§ PROMPT
The answer should contain all of the records below, each one copied word for word.

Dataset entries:
----------------------------------------
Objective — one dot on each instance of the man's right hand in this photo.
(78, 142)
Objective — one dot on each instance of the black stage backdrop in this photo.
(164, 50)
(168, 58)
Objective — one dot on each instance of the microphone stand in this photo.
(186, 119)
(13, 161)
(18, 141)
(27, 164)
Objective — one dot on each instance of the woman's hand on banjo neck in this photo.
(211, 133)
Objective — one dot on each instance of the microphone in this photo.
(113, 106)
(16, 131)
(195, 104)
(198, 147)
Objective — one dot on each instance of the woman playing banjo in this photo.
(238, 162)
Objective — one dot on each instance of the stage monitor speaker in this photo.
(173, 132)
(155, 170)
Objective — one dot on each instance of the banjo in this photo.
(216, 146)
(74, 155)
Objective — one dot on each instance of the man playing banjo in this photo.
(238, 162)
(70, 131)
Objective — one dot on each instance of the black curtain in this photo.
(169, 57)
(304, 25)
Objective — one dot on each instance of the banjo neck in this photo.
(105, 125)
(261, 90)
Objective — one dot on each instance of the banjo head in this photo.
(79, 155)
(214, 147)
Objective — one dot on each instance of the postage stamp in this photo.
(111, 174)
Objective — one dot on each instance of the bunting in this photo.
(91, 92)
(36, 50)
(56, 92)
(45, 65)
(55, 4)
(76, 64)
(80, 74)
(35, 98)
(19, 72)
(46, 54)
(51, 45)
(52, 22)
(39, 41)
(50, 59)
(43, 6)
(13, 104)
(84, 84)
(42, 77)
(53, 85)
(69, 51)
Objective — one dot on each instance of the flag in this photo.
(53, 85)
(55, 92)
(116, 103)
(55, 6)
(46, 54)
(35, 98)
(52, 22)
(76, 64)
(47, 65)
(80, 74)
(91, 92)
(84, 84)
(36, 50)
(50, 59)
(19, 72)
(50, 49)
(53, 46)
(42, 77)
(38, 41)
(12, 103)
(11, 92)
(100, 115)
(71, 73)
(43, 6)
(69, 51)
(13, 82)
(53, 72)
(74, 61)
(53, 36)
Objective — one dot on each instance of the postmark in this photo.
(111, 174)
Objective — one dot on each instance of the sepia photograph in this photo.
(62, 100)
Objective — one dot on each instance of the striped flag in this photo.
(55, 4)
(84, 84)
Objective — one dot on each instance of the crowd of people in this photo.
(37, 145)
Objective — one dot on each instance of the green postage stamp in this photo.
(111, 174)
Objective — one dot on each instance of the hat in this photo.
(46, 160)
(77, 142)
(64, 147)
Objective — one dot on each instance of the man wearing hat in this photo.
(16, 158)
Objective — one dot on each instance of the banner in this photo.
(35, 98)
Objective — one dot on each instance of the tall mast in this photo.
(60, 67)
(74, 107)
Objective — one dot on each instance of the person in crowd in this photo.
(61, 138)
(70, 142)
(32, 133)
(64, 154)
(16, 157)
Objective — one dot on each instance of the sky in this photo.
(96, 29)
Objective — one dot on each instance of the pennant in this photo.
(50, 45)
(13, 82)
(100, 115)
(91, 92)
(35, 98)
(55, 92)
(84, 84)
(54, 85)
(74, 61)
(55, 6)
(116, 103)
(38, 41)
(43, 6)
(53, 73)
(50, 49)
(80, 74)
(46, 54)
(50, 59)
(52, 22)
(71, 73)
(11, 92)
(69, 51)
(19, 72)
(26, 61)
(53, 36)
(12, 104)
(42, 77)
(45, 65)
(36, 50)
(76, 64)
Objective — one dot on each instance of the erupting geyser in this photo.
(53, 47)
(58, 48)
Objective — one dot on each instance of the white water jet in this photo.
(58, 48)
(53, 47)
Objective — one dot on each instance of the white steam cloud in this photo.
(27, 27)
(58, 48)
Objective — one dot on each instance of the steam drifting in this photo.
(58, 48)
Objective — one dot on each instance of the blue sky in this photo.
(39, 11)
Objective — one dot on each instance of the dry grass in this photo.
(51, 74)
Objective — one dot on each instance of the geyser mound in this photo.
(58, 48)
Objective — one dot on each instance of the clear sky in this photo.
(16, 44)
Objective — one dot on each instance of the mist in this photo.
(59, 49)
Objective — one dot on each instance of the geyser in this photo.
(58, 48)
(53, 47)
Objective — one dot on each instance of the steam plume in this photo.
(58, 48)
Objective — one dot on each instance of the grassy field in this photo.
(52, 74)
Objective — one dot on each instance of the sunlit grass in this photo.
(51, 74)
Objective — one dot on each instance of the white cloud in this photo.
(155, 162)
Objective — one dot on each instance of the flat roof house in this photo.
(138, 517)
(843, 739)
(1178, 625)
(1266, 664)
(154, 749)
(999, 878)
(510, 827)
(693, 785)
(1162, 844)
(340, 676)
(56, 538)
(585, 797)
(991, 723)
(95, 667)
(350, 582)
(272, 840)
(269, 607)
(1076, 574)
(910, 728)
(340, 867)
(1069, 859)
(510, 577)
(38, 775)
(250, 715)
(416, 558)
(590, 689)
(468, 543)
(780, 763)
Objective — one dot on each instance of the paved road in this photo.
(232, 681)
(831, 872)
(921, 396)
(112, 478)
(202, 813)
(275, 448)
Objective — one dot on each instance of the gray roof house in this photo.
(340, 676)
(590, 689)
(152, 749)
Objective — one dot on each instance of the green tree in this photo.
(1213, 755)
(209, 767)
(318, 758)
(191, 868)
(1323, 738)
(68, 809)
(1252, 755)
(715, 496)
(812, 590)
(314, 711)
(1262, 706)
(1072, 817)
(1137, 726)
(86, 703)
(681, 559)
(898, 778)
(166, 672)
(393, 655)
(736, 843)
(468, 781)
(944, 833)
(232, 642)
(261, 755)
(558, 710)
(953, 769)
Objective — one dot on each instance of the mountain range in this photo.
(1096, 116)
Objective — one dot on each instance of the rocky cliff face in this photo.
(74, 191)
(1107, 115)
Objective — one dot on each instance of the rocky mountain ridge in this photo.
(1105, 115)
----------------------------------------
§ EXERCISE RESPONSE
Objective — one dot on each instance of the man's right hand in this photo.
(78, 142)
Objective — one dot on each instance of the black stage backdrop in this photo.
(164, 50)
(168, 58)
Objective — one dot on each instance of the microphone stand in this photo.
(186, 119)
(13, 161)
(18, 141)
(27, 164)
Objective — one dot on each instance of the woman's hand on banjo neck in this photo.
(211, 133)
Objective — one dot on each instance of the microphone in this photo.
(113, 106)
(16, 131)
(195, 104)
(198, 147)
Objective — one dot on each instance of the woman playing banjo in this photo.
(238, 162)
Objective — one dot on each instance of the stage monitor speaker in this photo.
(173, 132)
(155, 170)
Objective — one dot on each instance of the banjo in this photo.
(216, 146)
(74, 155)
Objective — one dot on each instance of the man playing banjo in this photo.
(238, 162)
(70, 131)
Objective — one dot on each instance of the black curtain in this photo.
(169, 57)
(304, 25)
Objective — one dot on each instance of the banjo neck in this photo.
(105, 125)
(261, 90)
Objective — one dot on each instance of the banjo head in this photo.
(79, 155)
(214, 147)
Objective — one dot on each instance of the postage stamp in this photo.
(111, 174)
Objective — one dot on each instance of the bunting in this photo.
(91, 92)
(36, 50)
(56, 92)
(45, 65)
(55, 4)
(76, 64)
(80, 74)
(35, 98)
(19, 72)
(46, 54)
(51, 45)
(52, 22)
(39, 41)
(50, 59)
(43, 6)
(13, 104)
(84, 84)
(42, 77)
(53, 85)
(69, 51)
Objective — one dot on each instance of the flag in this photo.
(53, 85)
(55, 92)
(116, 103)
(55, 6)
(46, 54)
(35, 98)
(52, 22)
(76, 64)
(47, 65)
(80, 74)
(91, 92)
(84, 84)
(36, 50)
(50, 59)
(19, 72)
(50, 49)
(53, 46)
(42, 77)
(38, 41)
(12, 103)
(11, 92)
(100, 115)
(71, 73)
(43, 6)
(69, 51)
(13, 82)
(53, 72)
(74, 61)
(53, 36)
Objective — one dot on each instance of the postmark in this photo.
(111, 174)
Objective — one dot on each instance of the sepia photograph in this photo.
(62, 100)
Objective — one dot on each instance of the striped flag in this photo.
(55, 4)
(84, 84)
Objective — one dot on each instance of the crowd of people in this photo.
(37, 145)
Objective — one dot on each instance of the green postage stamp in this photo.
(111, 174)
Objective — one dot on each instance of the hat in this photo.
(46, 160)
(77, 142)
(64, 147)
Objective — one dot on each instance of the man wearing hat in this photo.
(16, 158)
Objective — one dot on each instance of the banner in this photo.
(35, 98)
Objective — one dot on each instance of the tall mast in this photo.
(60, 67)
(74, 107)
Objective — one dot on each instance of the person in crowd in this photo.
(61, 138)
(70, 142)
(32, 133)
(64, 154)
(16, 157)
Objective — one dot on each instance of the sky in this photo.
(96, 29)
Objective — one dot on each instance of the pennant in this photo.
(50, 45)
(13, 82)
(100, 115)
(91, 92)
(35, 98)
(55, 92)
(84, 84)
(54, 85)
(74, 61)
(55, 6)
(116, 103)
(38, 41)
(43, 6)
(53, 73)
(50, 49)
(80, 74)
(46, 54)
(50, 59)
(52, 22)
(71, 73)
(11, 92)
(69, 51)
(19, 72)
(26, 61)
(53, 36)
(12, 104)
(42, 77)
(45, 65)
(36, 50)
(76, 64)
Objective — one dot on each instance of the erupting geyser in this photo.
(53, 47)
(58, 48)
Objective — one dot on each instance of the white water jet in this photo.
(58, 48)
(53, 47)
Objective — one dot on each instance of the white steam cloud in this photo.
(27, 27)
(58, 48)
Objective — one dot on each instance of the steam drifting in this photo.
(58, 48)
Objective — one dot on each instance of the blue sky in this photo.
(39, 11)
Objective — one dot on each instance of the dry grass in this photo.
(51, 74)
Objective — one dot on each instance of the geyser mound in this photo.
(58, 48)
Objective — one dot on each instance of the clear sky in this photo.
(16, 44)
Objective — one dot on each instance of the mist in this photo.
(59, 49)
Objective — one dot on each instance of the geyser in this photo.
(58, 48)
(53, 47)
Objective — one dot on each instance of the steam plume in this photo.
(58, 48)
Objective — one dot on each instance of the grassy field in this photo.
(52, 74)
Objective — one dot on each instance of the sunlit grass in this photo.
(51, 74)
Objective — one dot on each instance of the white cloud in this photo.
(155, 162)
Objective — one dot on each instance of the flat roof house in this photo.
(138, 517)
(843, 739)
(1178, 625)
(1266, 664)
(154, 749)
(999, 878)
(510, 827)
(693, 785)
(1162, 844)
(340, 676)
(56, 538)
(585, 797)
(991, 723)
(95, 667)
(350, 582)
(272, 840)
(269, 607)
(1076, 574)
(910, 728)
(340, 867)
(1069, 859)
(510, 577)
(38, 775)
(250, 715)
(416, 558)
(590, 689)
(468, 543)
(780, 763)
Objective — one dot on each instance of the paved road in this photo.
(232, 681)
(831, 872)
(921, 396)
(112, 478)
(202, 813)
(275, 448)
Objective — one dot on each instance of the gray roof house in this photo.
(340, 676)
(590, 689)
(152, 749)
Objective — one dot on each instance of the green tree in this photo.
(1213, 755)
(209, 767)
(318, 758)
(191, 868)
(1323, 738)
(68, 809)
(1252, 755)
(715, 496)
(812, 590)
(314, 711)
(1262, 706)
(1072, 817)
(1137, 726)
(86, 703)
(681, 559)
(898, 778)
(166, 672)
(393, 655)
(736, 843)
(468, 781)
(944, 833)
(232, 642)
(261, 755)
(558, 710)
(953, 769)
Objective — one dot on each instance of the mountain range in this photo.
(1096, 116)
Objective — one dot on each instance of the rocky cliff face in this photo.
(74, 191)
(1107, 115)
Objective — one dot on each instance of the rocky mountain ridge in this photo.
(1105, 115)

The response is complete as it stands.